| EXCERPTED TEXT |
(begin)

Like VAR models, it uses little explicit theory. Unlike the standard
theoretical and atheoretical models, however, its primary contribution
is not to predict the magnitude of future inflation, but rather to help
recognize and predict major swings in inflation, based on an index of
leading indicators for inflation (ILII). The article first presents
background information on leading indicators, followed by a detailed
account of the ILII's construction. The index's performance is
then evaluated. Finally, that performance is related to the business
cycle and the strategy of monetary policy.
1. WORK BY OTHER AUTHORS ON LEADING INDICATORS
The study of leading indicators of cyclical change was an important
part of the pathbreaking studies of business cycles conducted by
scholars associated with the National Bureau of Economic Research
(NBER). This classic NBER approach is well represented by Burns and
Mitchell (1946) and Moore (1961). That work has inspired more recent
work such as that by Stock and Watson (1989).
The performance of traditional leading indicators has been mixed. The
same, of course, can be said about every macroeconomic forecasting
method. One problem is that the best-known index, the Commerce
Department's Composite Index of Leading Indicators (CLI), does not
have a precise meaning defined by economic or statistical theory. Any
evaluation of that index must therefore begin with two key
considerations: the objective of the CLI and a method for defining
signals. The objective of predicting cyclical turning points is usually
taken for granted, and perhaps the most common definition is that two or
three successive declines signal an imminent recession.
Diebold and Rudebusch (1991) evaluated the three-decline rule and
also a newer technique proposed by Neftci (1982) for using the index of
leading indicators to predict cyclical changes. When using originally
released data and the Neftci approach, they found at best a slight
improvement over a simple role of always predicting a constant
probability of a turning point. They found no improvement for the
three-decline rule when compared to the simple prediction. Their
negative judgment was seconded by Koenig and Emery (1991). Niemira and
Fredman (1991) found a more positive value for the index, possibly
because they used revised values of the CLI instead of originally
released data. Zarnowitz (1992a) presented another positive view of the
leading index. Instead of using the usual three-decline rule, he used a
multi-step rule that yielded a more complicated signal(3) of an
approaching cyclical turning point. Despite their advocacy, this rule
has not been widely used, although it continued to work well after they
proposed it.

(end)

| DATA ROWS |
(begin)

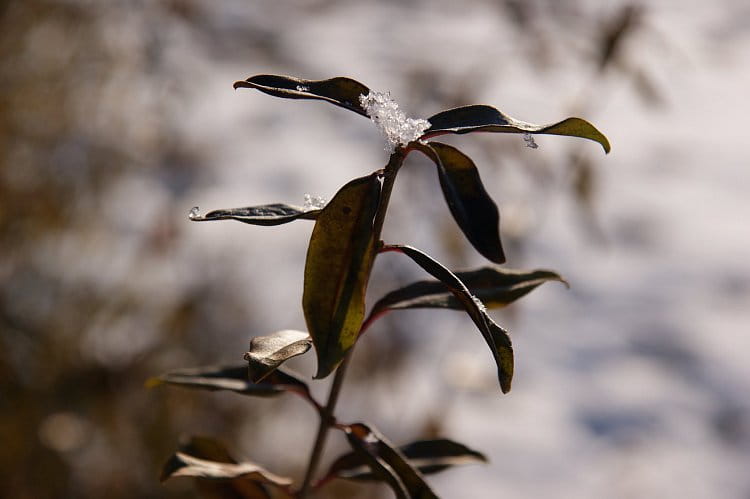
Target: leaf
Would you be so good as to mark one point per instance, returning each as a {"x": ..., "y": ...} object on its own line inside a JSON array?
[
  {"x": 213, "y": 450},
  {"x": 340, "y": 91},
  {"x": 495, "y": 336},
  {"x": 495, "y": 287},
  {"x": 427, "y": 456},
  {"x": 471, "y": 206},
  {"x": 387, "y": 462},
  {"x": 339, "y": 260},
  {"x": 269, "y": 352},
  {"x": 481, "y": 118},
  {"x": 233, "y": 378},
  {"x": 181, "y": 464},
  {"x": 268, "y": 214}
]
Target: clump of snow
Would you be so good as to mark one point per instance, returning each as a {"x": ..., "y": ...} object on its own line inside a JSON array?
[
  {"x": 391, "y": 121},
  {"x": 314, "y": 202},
  {"x": 529, "y": 139}
]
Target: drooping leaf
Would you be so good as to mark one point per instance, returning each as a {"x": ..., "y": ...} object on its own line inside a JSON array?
[
  {"x": 427, "y": 456},
  {"x": 495, "y": 336},
  {"x": 235, "y": 379},
  {"x": 481, "y": 118},
  {"x": 471, "y": 206},
  {"x": 495, "y": 287},
  {"x": 269, "y": 352},
  {"x": 387, "y": 463},
  {"x": 268, "y": 214},
  {"x": 210, "y": 449},
  {"x": 181, "y": 464},
  {"x": 339, "y": 260},
  {"x": 340, "y": 91}
]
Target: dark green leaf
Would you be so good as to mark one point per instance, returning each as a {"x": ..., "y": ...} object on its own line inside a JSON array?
[
  {"x": 428, "y": 456},
  {"x": 340, "y": 91},
  {"x": 269, "y": 352},
  {"x": 480, "y": 118},
  {"x": 339, "y": 260},
  {"x": 495, "y": 336},
  {"x": 233, "y": 378},
  {"x": 494, "y": 286},
  {"x": 471, "y": 206},
  {"x": 181, "y": 464},
  {"x": 268, "y": 214},
  {"x": 387, "y": 462}
]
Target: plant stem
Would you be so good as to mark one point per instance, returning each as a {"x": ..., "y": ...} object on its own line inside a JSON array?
[{"x": 326, "y": 414}]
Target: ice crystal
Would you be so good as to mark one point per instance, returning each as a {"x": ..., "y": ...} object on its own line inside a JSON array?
[
  {"x": 529, "y": 139},
  {"x": 314, "y": 202},
  {"x": 397, "y": 129}
]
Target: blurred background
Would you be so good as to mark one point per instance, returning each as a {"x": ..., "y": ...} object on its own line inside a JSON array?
[{"x": 117, "y": 117}]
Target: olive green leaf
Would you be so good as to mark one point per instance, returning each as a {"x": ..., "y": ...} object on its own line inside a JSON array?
[
  {"x": 387, "y": 463},
  {"x": 481, "y": 118},
  {"x": 268, "y": 214},
  {"x": 339, "y": 261},
  {"x": 427, "y": 456},
  {"x": 269, "y": 352},
  {"x": 495, "y": 336},
  {"x": 210, "y": 449},
  {"x": 234, "y": 379},
  {"x": 340, "y": 91},
  {"x": 495, "y": 287},
  {"x": 471, "y": 206}
]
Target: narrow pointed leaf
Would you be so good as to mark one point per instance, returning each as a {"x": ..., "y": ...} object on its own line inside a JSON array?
[
  {"x": 471, "y": 206},
  {"x": 235, "y": 379},
  {"x": 495, "y": 336},
  {"x": 181, "y": 464},
  {"x": 387, "y": 462},
  {"x": 210, "y": 449},
  {"x": 340, "y": 91},
  {"x": 427, "y": 456},
  {"x": 268, "y": 214},
  {"x": 481, "y": 118},
  {"x": 339, "y": 260},
  {"x": 269, "y": 352},
  {"x": 495, "y": 287}
]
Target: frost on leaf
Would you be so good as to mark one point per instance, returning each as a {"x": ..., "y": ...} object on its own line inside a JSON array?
[
  {"x": 529, "y": 139},
  {"x": 397, "y": 129},
  {"x": 314, "y": 202}
]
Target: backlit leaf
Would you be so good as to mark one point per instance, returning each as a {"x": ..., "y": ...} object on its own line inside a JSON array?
[
  {"x": 269, "y": 352},
  {"x": 495, "y": 287},
  {"x": 341, "y": 91},
  {"x": 495, "y": 336},
  {"x": 387, "y": 462},
  {"x": 269, "y": 214},
  {"x": 471, "y": 206},
  {"x": 481, "y": 118},
  {"x": 233, "y": 378},
  {"x": 427, "y": 456},
  {"x": 339, "y": 260}
]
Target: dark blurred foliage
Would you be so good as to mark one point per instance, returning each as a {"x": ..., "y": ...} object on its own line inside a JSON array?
[{"x": 91, "y": 100}]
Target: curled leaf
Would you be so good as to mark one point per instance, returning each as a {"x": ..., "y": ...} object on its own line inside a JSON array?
[
  {"x": 268, "y": 214},
  {"x": 387, "y": 463},
  {"x": 495, "y": 336},
  {"x": 337, "y": 269},
  {"x": 471, "y": 206},
  {"x": 427, "y": 456},
  {"x": 269, "y": 352},
  {"x": 481, "y": 118},
  {"x": 340, "y": 91},
  {"x": 235, "y": 379},
  {"x": 494, "y": 286}
]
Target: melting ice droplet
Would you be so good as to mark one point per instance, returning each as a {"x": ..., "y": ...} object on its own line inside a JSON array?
[
  {"x": 397, "y": 129},
  {"x": 529, "y": 139}
]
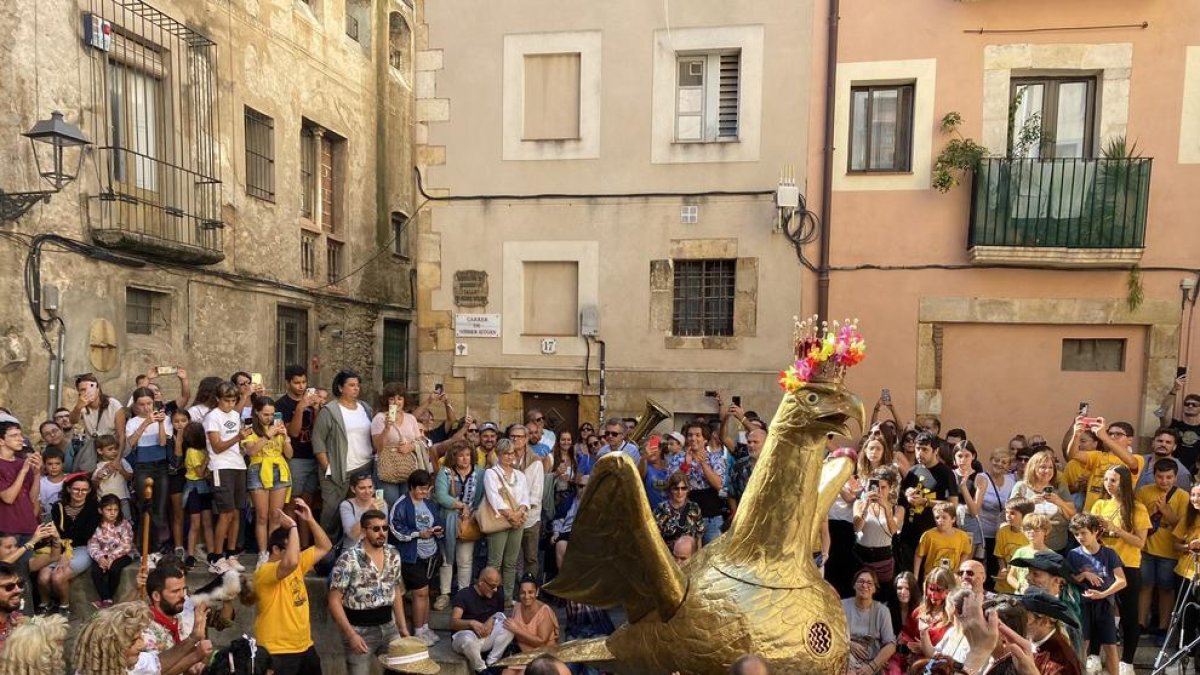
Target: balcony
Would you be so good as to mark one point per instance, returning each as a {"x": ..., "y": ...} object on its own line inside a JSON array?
[{"x": 1060, "y": 211}]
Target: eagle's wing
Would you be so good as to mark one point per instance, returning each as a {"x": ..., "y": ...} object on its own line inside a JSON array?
[{"x": 616, "y": 554}]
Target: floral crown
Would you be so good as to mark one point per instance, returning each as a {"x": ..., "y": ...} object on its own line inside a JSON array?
[{"x": 822, "y": 354}]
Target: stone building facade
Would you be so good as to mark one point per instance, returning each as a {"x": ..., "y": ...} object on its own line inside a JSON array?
[
  {"x": 245, "y": 201},
  {"x": 595, "y": 226}
]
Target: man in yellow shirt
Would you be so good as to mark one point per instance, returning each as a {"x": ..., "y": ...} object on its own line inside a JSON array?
[
  {"x": 282, "y": 625},
  {"x": 945, "y": 544},
  {"x": 1167, "y": 505},
  {"x": 1115, "y": 448}
]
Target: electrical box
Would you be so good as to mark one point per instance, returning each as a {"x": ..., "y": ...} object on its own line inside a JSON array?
[
  {"x": 97, "y": 33},
  {"x": 589, "y": 321}
]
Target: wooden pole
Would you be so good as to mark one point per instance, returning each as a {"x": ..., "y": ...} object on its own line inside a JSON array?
[{"x": 147, "y": 499}]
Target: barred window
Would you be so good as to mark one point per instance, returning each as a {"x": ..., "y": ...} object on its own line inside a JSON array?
[
  {"x": 259, "y": 155},
  {"x": 309, "y": 255},
  {"x": 703, "y": 297},
  {"x": 144, "y": 310},
  {"x": 334, "y": 261}
]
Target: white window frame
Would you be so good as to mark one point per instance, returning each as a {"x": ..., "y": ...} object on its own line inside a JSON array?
[{"x": 709, "y": 96}]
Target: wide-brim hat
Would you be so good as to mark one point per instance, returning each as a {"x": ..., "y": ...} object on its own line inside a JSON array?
[
  {"x": 1045, "y": 561},
  {"x": 1039, "y": 602},
  {"x": 408, "y": 655}
]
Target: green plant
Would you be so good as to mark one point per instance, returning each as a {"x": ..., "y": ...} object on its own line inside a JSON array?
[{"x": 960, "y": 155}]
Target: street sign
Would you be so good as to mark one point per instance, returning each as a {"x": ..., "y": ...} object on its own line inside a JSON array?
[{"x": 477, "y": 326}]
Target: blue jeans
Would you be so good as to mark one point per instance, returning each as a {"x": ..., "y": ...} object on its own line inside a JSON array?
[{"x": 712, "y": 529}]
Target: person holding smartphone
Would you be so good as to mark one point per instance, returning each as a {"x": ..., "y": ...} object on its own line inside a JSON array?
[{"x": 418, "y": 526}]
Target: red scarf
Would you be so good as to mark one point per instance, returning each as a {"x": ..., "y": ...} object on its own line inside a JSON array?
[{"x": 167, "y": 622}]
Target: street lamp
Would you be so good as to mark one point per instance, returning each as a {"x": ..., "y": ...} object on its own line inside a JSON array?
[{"x": 51, "y": 141}]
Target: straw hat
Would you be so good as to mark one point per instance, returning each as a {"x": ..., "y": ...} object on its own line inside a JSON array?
[{"x": 408, "y": 655}]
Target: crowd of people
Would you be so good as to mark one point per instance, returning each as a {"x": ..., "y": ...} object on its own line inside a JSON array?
[{"x": 405, "y": 512}]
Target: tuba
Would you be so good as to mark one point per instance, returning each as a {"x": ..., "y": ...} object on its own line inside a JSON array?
[{"x": 651, "y": 417}]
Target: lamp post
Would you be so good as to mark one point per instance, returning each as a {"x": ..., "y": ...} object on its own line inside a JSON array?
[{"x": 51, "y": 141}]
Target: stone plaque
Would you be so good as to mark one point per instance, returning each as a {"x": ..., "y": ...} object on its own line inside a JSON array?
[{"x": 471, "y": 288}]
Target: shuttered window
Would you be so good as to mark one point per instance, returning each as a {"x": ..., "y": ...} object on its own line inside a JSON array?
[{"x": 708, "y": 96}]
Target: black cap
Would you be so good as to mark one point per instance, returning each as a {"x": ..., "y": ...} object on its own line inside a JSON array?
[
  {"x": 1039, "y": 602},
  {"x": 1045, "y": 561}
]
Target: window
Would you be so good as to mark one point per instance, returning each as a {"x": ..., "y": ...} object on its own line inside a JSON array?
[
  {"x": 292, "y": 342},
  {"x": 399, "y": 37},
  {"x": 1093, "y": 354},
  {"x": 309, "y": 255},
  {"x": 1053, "y": 117},
  {"x": 395, "y": 351},
  {"x": 881, "y": 127},
  {"x": 138, "y": 115},
  {"x": 259, "y": 155},
  {"x": 334, "y": 261},
  {"x": 144, "y": 310},
  {"x": 551, "y": 96},
  {"x": 307, "y": 172},
  {"x": 707, "y": 96},
  {"x": 551, "y": 298},
  {"x": 400, "y": 234},
  {"x": 703, "y": 297}
]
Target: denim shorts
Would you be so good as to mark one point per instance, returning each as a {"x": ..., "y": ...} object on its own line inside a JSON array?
[
  {"x": 1157, "y": 572},
  {"x": 255, "y": 478}
]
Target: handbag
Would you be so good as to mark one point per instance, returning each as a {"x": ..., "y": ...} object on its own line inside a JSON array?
[
  {"x": 468, "y": 527},
  {"x": 395, "y": 466},
  {"x": 490, "y": 520}
]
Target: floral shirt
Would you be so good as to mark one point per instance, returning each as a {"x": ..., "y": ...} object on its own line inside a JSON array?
[
  {"x": 696, "y": 481},
  {"x": 363, "y": 585},
  {"x": 111, "y": 542},
  {"x": 675, "y": 524}
]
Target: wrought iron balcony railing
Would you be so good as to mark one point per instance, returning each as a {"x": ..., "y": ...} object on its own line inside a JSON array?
[{"x": 1061, "y": 203}]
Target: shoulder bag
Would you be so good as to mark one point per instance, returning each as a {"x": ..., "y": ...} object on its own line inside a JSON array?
[{"x": 490, "y": 520}]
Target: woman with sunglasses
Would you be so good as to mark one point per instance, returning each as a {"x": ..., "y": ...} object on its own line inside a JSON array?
[
  {"x": 677, "y": 515},
  {"x": 871, "y": 638},
  {"x": 76, "y": 517}
]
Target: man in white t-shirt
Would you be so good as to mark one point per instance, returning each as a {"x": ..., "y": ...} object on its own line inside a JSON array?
[{"x": 223, "y": 429}]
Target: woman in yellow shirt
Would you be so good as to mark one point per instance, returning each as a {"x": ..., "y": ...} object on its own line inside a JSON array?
[
  {"x": 1126, "y": 523},
  {"x": 267, "y": 477}
]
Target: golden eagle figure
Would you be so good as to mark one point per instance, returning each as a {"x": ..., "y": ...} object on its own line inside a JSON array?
[{"x": 753, "y": 590}]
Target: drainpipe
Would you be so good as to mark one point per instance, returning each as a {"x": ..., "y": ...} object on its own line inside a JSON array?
[{"x": 827, "y": 161}]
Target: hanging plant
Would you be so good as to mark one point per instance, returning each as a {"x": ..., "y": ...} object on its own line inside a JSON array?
[{"x": 960, "y": 155}]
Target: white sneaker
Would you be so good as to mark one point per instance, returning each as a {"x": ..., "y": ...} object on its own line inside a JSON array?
[{"x": 425, "y": 635}]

(end)

| SET TASK A |
Answer these questions from the excerpt on leading indicators of inflation, one per line:
(i) What does the abbreviation ILII stand for?
(ii) Which two works are named as representing the classic NBER approach?
(iii) Who seconded the negative judgment of Diebold and Rudebusch (1991)?
| SET TASK B |
Return every line of the listing that contains the word "yellow".

| EXERCISE RESPONSE A |
(i) Index of leading indicators for inflation
(ii) Burns and Mitchell (1946) and Moore (1961)
(iii) Koenig and Emery (1991)

| EXERCISE RESPONSE B |
Target: man in yellow shirt
Target: woman in yellow shirt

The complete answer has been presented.